## [EXERCISE INSTRUCTIONS]
Please write out every one of the entries below, copying each line word for word and keeping all numbers and punctuation unchanged.

## [EXCERPTED DATA]
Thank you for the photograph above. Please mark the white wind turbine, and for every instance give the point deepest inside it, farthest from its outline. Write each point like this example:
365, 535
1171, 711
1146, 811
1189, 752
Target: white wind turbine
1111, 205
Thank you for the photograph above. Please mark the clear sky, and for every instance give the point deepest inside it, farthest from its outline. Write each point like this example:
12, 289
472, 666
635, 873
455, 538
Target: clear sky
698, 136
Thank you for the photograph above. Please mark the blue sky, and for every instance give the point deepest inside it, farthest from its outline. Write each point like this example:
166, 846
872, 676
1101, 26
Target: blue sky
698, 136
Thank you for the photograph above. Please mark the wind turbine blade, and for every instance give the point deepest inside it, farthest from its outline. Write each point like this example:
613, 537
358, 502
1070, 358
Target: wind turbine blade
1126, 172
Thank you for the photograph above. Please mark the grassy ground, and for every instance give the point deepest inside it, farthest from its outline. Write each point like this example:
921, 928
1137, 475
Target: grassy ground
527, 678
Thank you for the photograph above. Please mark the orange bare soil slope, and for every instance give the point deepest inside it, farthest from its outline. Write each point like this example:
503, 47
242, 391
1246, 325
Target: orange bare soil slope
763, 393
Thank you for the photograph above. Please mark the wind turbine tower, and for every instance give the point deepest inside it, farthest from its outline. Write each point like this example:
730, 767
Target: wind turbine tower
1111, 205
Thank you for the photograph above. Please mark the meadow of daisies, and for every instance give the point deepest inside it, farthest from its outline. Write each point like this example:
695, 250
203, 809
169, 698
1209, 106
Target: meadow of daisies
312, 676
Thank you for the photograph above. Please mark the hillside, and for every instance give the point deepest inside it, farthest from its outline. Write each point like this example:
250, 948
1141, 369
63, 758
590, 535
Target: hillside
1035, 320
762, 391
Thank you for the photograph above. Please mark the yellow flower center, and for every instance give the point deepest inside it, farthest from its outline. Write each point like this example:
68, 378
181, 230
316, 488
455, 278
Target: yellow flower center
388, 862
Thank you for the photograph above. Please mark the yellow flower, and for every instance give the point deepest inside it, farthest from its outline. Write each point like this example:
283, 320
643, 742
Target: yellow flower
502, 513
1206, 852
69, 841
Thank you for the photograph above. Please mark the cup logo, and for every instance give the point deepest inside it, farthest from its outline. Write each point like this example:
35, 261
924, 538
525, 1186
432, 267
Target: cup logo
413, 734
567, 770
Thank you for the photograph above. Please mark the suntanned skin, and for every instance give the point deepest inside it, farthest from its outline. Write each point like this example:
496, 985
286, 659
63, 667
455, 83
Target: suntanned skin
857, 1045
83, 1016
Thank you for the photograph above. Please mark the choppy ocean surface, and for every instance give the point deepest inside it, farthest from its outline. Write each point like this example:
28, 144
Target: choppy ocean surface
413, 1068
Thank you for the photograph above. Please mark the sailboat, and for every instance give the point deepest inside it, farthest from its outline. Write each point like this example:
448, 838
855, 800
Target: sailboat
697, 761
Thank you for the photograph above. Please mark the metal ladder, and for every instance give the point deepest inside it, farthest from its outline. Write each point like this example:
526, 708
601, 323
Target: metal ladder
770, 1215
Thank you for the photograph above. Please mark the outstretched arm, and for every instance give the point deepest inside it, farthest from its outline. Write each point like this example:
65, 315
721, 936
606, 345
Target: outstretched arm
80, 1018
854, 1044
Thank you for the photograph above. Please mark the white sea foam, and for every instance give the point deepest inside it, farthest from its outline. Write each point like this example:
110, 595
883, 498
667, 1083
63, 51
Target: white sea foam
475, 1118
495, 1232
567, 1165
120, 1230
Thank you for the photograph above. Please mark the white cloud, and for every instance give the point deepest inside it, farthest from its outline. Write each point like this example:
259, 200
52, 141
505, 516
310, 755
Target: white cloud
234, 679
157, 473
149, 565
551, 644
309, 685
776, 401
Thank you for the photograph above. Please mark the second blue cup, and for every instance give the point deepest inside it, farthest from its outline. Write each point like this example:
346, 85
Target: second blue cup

## [WRITTEN RESPONSE]
Thank you for the photograph above. Please mark the white wind turbine, and for every instance give the point deepest inside it, farthest from its outline. Write each point like this example:
365, 535
1171, 711
1146, 811
1189, 752
Target: white wind turbine
1111, 205
Thank you for the photograph above. Please mark the clear sky, and for every instance give the point deepest inside it, farthest from its outline. Write each point like this example:
12, 289
472, 666
635, 873
455, 538
Target: clear sky
698, 136
Thank you for the photograph above. Please mark the blue sky, and for every instance give the point deepest inside it, farthest from its outline. Write each point like this example:
166, 846
872, 676
1101, 26
Target: blue sky
698, 136
Thank you for the photograph above. Please mark the wind turbine blade, and for every instance give the point deepest inside it, farthest from its outline. Write each point like this example:
613, 537
358, 502
1070, 358
Target: wind turbine blade
1126, 172
Thank you for the photograph above. Please mark the grassy ground, and for every instance give the point deepest inside it, farthest from its outline. Write each point like this example:
921, 928
1137, 475
Target: grassy ground
527, 678
Thank you for the photograph above. Please mark the orange bare soil slope, and for every instance give the point deepest inside it, farthest from its outline. Write each point like this example:
503, 47
242, 391
1246, 325
Target: orange bare soil slope
763, 393
Thank you for the photograph above. Please mark the wind turbine tower, and for every instance give the point deepest inside it, farthest from its outline. Write each point like this example:
730, 767
Target: wind turbine tower
1111, 205
Thank you for the photograph above. Please mark the meadow of daisies, and for every instance give the point deepest inside it, farthest from its outline. Write each point like this example:
695, 250
203, 809
169, 698
1209, 106
Target: meadow of daisies
312, 676
Thank you for the photograph above. Please mark the hillside, and for every instance give the point deepest inside it, farthest from its outline. Write each point like this example:
250, 948
1141, 369
63, 758
590, 535
Target: hillside
1035, 320
762, 391
Thank you for the photograph above. Please mark the yellow flower center, and for every instance give the point deepest inside it, farthest from its outline. Write each point like this example:
68, 378
181, 230
316, 488
455, 278
Target: yellow flower center
388, 862
Thank you for the photograph above. Please mark the yellow flower, and for every instance give the point deepest inside it, farthest from its outline. Write each point like this example:
283, 320
643, 742
Target: yellow flower
502, 513
1206, 852
69, 841
Thank you for the photograph above. Please mark the cup logo, and for every instance give the point deepest inside it, farthest from its outline. Write each point like this example:
35, 261
924, 538
525, 1186
432, 267
Target: cup logo
413, 734
567, 770
Thank you for the photograph above. Please mark the suntanned skin, and for every instance give the point deepest inside it, farthest from its outline. Write each point like this example:
496, 985
286, 659
63, 667
455, 83
Target: suntanned skin
857, 1045
83, 1016
Thank you for the photograph above. Please mark the choppy ocean surface, and for every instance give the point deepest inside it, farthest from its outline. Write each point like this example:
28, 144
Target: choppy ocean surface
413, 1068
Thank you for the photograph above. Please mark the sailboat, and for every instance give the point deepest inside it, farthest from its outline. Write each point like this example:
448, 838
855, 800
Target: sailboat
697, 761
Thank you for the photograph above. Please mark the metal ladder, and for every instance give the point deepest inside it, farthest from its outline. Write each point like this example:
526, 708
601, 323
Target: metal ladder
770, 1215
Thank you for the photograph above. Please mark the outstretched arm, and for every instance give the point deepest inside it, farthest from its outline. Write each point like this example:
65, 315
721, 936
606, 345
Target: outstretched arm
80, 1018
854, 1044
Thank you for the photograph above. Please mark the white sea foam, and for every instance give the point deepest inside it, farthest from its outline. Write each point like this example:
110, 595
883, 498
667, 1083
63, 51
Target: white sea foam
475, 1118
495, 1232
567, 1165
120, 1230
Thank you for the photograph above. Please mark the white cloud, and for every instance give the point deepest inside it, farthest from its outline. Write each point like this example:
259, 200
52, 141
505, 516
310, 755
Target: white cloud
234, 679
157, 473
149, 565
551, 644
309, 685
776, 401
Thank you for the photograph above. Please mark the second blue cup, and for every instance give the point deepest inside it, farthest from its outline. Write each point like this example:
346, 85
Target: second blue cup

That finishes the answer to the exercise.